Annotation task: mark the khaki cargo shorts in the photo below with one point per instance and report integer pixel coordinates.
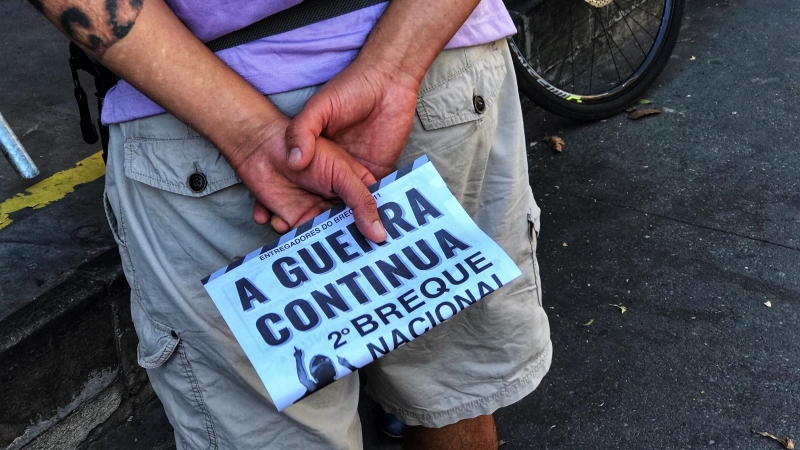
(170, 236)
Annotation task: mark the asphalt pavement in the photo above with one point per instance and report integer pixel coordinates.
(689, 220)
(40, 247)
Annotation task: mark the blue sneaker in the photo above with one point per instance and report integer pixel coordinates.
(391, 425)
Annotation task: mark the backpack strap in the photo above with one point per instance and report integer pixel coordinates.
(305, 13)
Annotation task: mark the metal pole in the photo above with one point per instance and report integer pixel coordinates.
(15, 153)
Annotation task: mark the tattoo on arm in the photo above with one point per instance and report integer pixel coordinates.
(95, 24)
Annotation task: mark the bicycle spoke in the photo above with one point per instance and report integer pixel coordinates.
(610, 50)
(645, 11)
(641, 26)
(591, 67)
(629, 28)
(572, 49)
(555, 46)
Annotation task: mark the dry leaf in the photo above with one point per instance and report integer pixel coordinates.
(555, 142)
(787, 443)
(638, 114)
(622, 309)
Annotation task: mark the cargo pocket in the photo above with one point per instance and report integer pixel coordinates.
(462, 89)
(162, 352)
(162, 152)
(533, 216)
(111, 218)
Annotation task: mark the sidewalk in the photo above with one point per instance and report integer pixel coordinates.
(688, 219)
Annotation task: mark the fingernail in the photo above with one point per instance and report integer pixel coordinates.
(377, 228)
(295, 155)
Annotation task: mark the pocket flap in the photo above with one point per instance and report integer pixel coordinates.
(156, 343)
(449, 97)
(163, 154)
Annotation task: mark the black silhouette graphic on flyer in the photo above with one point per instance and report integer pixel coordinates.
(323, 371)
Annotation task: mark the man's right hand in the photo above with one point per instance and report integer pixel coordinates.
(147, 46)
(298, 196)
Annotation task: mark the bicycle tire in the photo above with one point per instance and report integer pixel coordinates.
(581, 107)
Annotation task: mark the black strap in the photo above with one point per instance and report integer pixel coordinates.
(305, 13)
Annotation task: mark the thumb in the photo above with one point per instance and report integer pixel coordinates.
(302, 134)
(352, 190)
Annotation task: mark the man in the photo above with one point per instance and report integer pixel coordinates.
(182, 190)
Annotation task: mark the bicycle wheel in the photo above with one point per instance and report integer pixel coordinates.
(590, 59)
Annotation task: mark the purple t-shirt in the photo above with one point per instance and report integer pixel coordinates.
(299, 58)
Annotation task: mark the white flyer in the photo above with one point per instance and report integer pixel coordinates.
(323, 301)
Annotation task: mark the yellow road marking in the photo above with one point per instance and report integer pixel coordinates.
(54, 188)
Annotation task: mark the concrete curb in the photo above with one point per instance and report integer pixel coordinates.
(68, 361)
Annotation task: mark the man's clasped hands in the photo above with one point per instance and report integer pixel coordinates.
(348, 135)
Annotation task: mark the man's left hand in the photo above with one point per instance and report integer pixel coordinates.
(365, 109)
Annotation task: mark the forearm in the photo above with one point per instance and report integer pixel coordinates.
(411, 33)
(144, 43)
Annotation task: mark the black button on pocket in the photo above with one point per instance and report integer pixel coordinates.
(479, 103)
(197, 182)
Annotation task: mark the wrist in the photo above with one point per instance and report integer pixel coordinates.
(260, 135)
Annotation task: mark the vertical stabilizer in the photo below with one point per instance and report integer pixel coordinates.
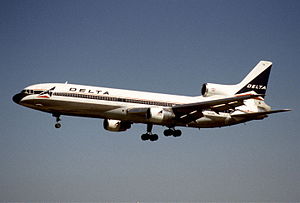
(257, 79)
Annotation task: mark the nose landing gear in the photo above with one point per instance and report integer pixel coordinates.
(57, 124)
(172, 131)
(149, 135)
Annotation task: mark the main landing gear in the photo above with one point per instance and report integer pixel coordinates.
(172, 132)
(57, 124)
(154, 137)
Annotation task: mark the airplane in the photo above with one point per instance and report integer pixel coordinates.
(217, 106)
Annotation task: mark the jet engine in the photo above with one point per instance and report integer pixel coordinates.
(116, 125)
(157, 115)
(211, 89)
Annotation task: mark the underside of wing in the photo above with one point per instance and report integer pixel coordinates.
(193, 111)
(258, 115)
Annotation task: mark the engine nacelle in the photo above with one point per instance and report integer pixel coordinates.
(211, 89)
(116, 125)
(157, 115)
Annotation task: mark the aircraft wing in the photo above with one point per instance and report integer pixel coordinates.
(193, 111)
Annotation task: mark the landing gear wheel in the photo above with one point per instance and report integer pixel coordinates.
(168, 132)
(57, 125)
(153, 137)
(177, 133)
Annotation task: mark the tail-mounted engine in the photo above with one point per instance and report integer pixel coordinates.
(116, 125)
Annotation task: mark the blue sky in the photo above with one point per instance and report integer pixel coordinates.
(161, 46)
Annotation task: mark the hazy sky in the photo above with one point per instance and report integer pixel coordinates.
(155, 45)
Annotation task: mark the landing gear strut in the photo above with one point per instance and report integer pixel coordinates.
(57, 124)
(149, 135)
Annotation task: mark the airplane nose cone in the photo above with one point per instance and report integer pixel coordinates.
(18, 97)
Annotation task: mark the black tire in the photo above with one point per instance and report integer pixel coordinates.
(57, 125)
(168, 132)
(145, 137)
(153, 137)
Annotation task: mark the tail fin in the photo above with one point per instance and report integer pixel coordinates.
(257, 79)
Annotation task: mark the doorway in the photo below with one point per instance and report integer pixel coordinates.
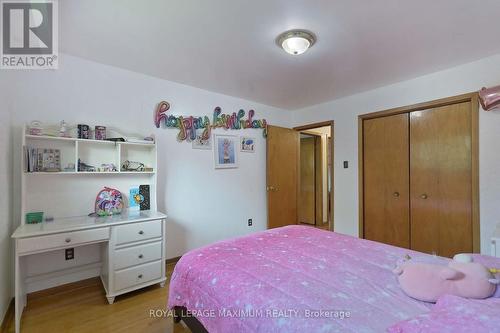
(315, 195)
(283, 169)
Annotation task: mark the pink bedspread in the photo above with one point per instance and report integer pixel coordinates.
(453, 314)
(294, 279)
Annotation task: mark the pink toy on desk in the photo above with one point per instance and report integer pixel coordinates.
(464, 278)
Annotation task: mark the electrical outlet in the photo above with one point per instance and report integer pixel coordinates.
(69, 254)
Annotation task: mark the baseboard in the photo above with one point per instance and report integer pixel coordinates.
(8, 318)
(173, 260)
(64, 276)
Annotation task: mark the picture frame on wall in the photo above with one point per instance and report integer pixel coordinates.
(247, 144)
(225, 151)
(199, 143)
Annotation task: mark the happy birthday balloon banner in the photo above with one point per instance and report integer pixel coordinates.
(189, 125)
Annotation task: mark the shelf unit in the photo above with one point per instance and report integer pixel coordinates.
(72, 193)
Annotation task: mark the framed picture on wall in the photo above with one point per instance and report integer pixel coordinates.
(247, 145)
(226, 151)
(199, 143)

> _TASK STATEMENT_
All entries, top to bottom, should be retyped exactly; the pictures should not be.

> _WORKED SOLUTION_
Annotation task: mark the khaki cargo shorts in the photo below with one point per instance and report integer pixel coordinates.
(170, 236)
Annotation task: mark the asphalt pavement in the photo above with one point per instance and report integer pixel coordinates.
(689, 220)
(40, 247)
Annotation task: mark the blue sneaker in the photo above with one point per instance and report integer pixel coordinates.
(391, 425)
Annotation task: mark the backpack strap in the photo above with one point per instance and report integer pixel coordinates.
(305, 13)
Annotation task: mark the metal pole in the photo above with one point per instance and report integer pixel coordinates.
(15, 153)
Annotation task: mark the tattoo on arm in the photo above with one point per instance and report integer pixel coordinates.
(95, 24)
Annotation task: mark the bicycle spoke in the photo above with one point per instance and report integer pixel coordinates.
(610, 50)
(645, 11)
(641, 26)
(591, 67)
(629, 28)
(572, 49)
(555, 46)
Annotation task: mark the dry leaf in the photo above with one point per instance and report integer pixel coordinates.
(555, 142)
(787, 443)
(638, 114)
(622, 309)
Annotation task: mark the cargo pocket in the photo above with one point per instance and report integer pixel coordinates.
(462, 89)
(162, 352)
(162, 152)
(533, 216)
(111, 218)
Annotation task: mark the sidewalk in the photo above with one point per instance and report integer pixel coordinates.
(688, 219)
Annotation task: mark the fingernail in the photo above with one point per instance and report integer pixel coordinates.
(377, 228)
(295, 155)
Annotation task: mark the pocket flap in the photo above with one point per instance and report integer pixel coordinates.
(156, 343)
(449, 97)
(163, 154)
Annotation task: mark the black silhouette graphic on flyer in the photo above with one point per instance and report integer pixel coordinates.
(323, 371)
Annotation task: mark the man's right hand in the photo above with one point per instance and report integer pixel coordinates.
(147, 46)
(298, 196)
Annotation task: mark the bicycle tire in the photo above with one point per instance and report integer pixel coordinates.
(581, 107)
Annotation task: mark the black strap in the photo above with one point per instance and report integer pixel coordinates.
(305, 13)
Annotation task: mark the thumb in the photo above with one point per instance and report integer pixel coordinates.
(302, 134)
(352, 190)
Annotation task: mark the man in the photo above with one point per instance and report integer pixel coordinates.
(182, 190)
Annotation task: mark the bicycle wheel in the photo above with one point per instance and report integer pixel coordinates.
(590, 59)
Annotation task: mark the purple t-shirt in the photo above with one point per instance and report integer pixel coordinates.
(299, 58)
Annotation task: mark the white flyer in the photo above with one point per instance and report integer pixel coordinates.
(323, 301)
Annotation task: mark the yellow road marking in the photo above with one point per instance and report integer pixel coordinates.
(54, 188)
Annotation task: mark the concrete curb in the photo above with one point per instance and report integer pixel coordinates.
(68, 361)
Annotation task: mark the man's clasped hands in the photo above with one point per instance and report integer pixel coordinates.
(348, 135)
Annotation task: mark the man's left hand in the photo above with one point per instance and report integer pixel coordinates.
(365, 109)
Annotation task: mark the forearm in the photo above with one point per instance and report integer pixel coordinates.
(411, 33)
(144, 43)
Annotation task: mark the black button on pocket in the photo above with one point per instance and report integer pixel coordinates.
(479, 103)
(197, 182)
Annotation task: mark the wrist in the photo above with one point per instance and report integer pixel coordinates.
(260, 135)
Annotation task: mark the vertical stabilizer in the photo below with one point per instance and report integer pixel coordinates.
(257, 79)
Annotation task: mark the nose landing gear in the photo above with one point per instance and report integer pixel coordinates.
(57, 124)
(172, 131)
(149, 135)
Annotation task: mark the main landing gear in the photo above with one point per instance and report integer pixel coordinates.
(172, 132)
(57, 124)
(154, 137)
Annotation task: mark the airplane in the photo above with one point per instance and report integer pixel coordinates.
(217, 106)
Annotation task: mark the jet engine in the photo above with one point per instance and report integer pixel coordinates.
(116, 125)
(157, 115)
(211, 89)
Annotation task: mark the underside of wing in the photo above with one point per instance and report integer pixel coordinates.
(193, 111)
(258, 115)
Annotation task: mark the engine nacelle in the photo above with one point per instance and report integer pixel coordinates.
(211, 89)
(116, 125)
(157, 115)
Annotation task: mark the aircraft wing in the photo above with one point per instance and report integer pixel coordinates.
(193, 111)
Annotation task: mark the landing gear wheel in the photo above with one point per instance and report integer pixel coordinates.
(168, 132)
(57, 125)
(153, 137)
(177, 133)
Annotation task: mark the tail-mounted engine in the photo above with one point per instance and report integer pixel coordinates.
(116, 125)
Annotation task: mark the blue sky in the photo above with one point per instance and report integer pixel coordinates.
(161, 46)
Annotation task: mark the hazy sky in the photo above with one point per instance and report integer pixel coordinates.
(155, 45)
Annotation task: mark the landing gear strut in the photo above with one point per instance and report integer pixel coordinates.
(57, 124)
(149, 135)
Annotation task: mark the airplane nose cone in the photo above with one point per instance and report integer pixel coordinates.
(18, 97)
Annotation task: mark the black tire in the photo above with one point per instance and report integer pixel coordinates.
(57, 125)
(168, 132)
(145, 137)
(153, 137)
Annotation task: mark the tail fin in the photo above with one point per instance and report integer pixel coordinates.
(257, 79)
Annotation task: mark the doorway in the photo below with one point per instance and report integer pixel coordinates.
(315, 195)
(283, 169)
Annotation task: mark the pink bedspread in the photo above with one point per instance and report integer pixel coordinates.
(453, 314)
(294, 279)
Annotation task: mark the pink toy on desk in the photo above with one point per instance and report integer pixel coordinates.
(464, 278)
Annotation task: mark the electrical outlet in the photo above with one point per instance and report integer pixel coordinates.
(69, 254)
Annotation task: mark the baseboard in the photo above with one point per instance and report integer pixel coordinates.
(8, 318)
(173, 260)
(64, 276)
Annotation task: mark the picture frame on wall in the photo above with one point per instance and report integer pixel coordinates.
(247, 144)
(225, 151)
(199, 143)
Annotation task: mark the happy birthday balloon banner in the photo above with one point per instance and report integer pixel coordinates.
(189, 125)
Annotation task: mark the shelf unit in the photo above with one point per instance and report integer pixel coordinates.
(72, 193)
Annotation task: mark the framed picture on wall in the photo above with one point per instance and report integer pixel coordinates.
(247, 145)
(226, 151)
(199, 143)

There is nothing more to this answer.